WHAT IS BEING ASKED -> Find each line in the entries below that contains the word "lamp", and copy those lines out in full.

EXERCISE MATERIALS ->
○ ○ ○ ○ ○
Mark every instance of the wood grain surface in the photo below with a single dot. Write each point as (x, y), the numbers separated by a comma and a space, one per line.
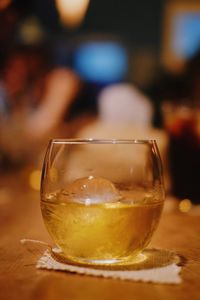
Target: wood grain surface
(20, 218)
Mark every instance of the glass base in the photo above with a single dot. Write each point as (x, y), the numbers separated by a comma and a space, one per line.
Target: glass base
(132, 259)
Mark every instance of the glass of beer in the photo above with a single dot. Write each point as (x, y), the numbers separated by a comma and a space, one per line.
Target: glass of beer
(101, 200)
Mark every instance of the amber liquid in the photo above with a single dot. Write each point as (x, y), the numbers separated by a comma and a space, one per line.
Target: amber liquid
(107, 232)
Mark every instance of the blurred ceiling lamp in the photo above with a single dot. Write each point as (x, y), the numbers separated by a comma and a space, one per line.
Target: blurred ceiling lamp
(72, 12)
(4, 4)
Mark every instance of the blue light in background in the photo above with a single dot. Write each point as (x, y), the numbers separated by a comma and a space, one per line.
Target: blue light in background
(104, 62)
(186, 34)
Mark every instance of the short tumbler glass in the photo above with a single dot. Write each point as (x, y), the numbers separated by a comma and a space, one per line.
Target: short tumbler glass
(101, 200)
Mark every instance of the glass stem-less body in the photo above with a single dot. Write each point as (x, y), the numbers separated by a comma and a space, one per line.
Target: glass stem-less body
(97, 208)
○ ○ ○ ○ ○
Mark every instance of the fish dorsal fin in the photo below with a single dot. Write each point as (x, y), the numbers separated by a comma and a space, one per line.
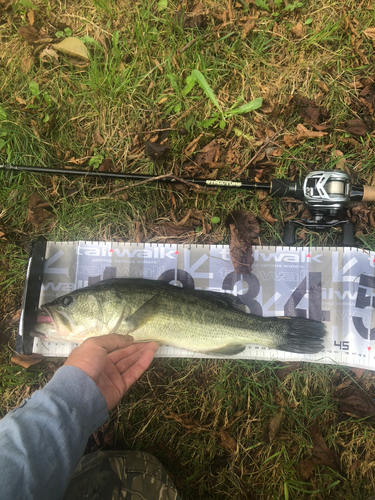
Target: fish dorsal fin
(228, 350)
○ ○ ○ ○ ○
RESPONSE TO THE TASK ->
Mark every instance of the blurred ceiling lamp in the photo above with a single dot. Write each point as (x, y), the numbers separated by a comma and a space, one per line.
Target: blurred ceiling lamp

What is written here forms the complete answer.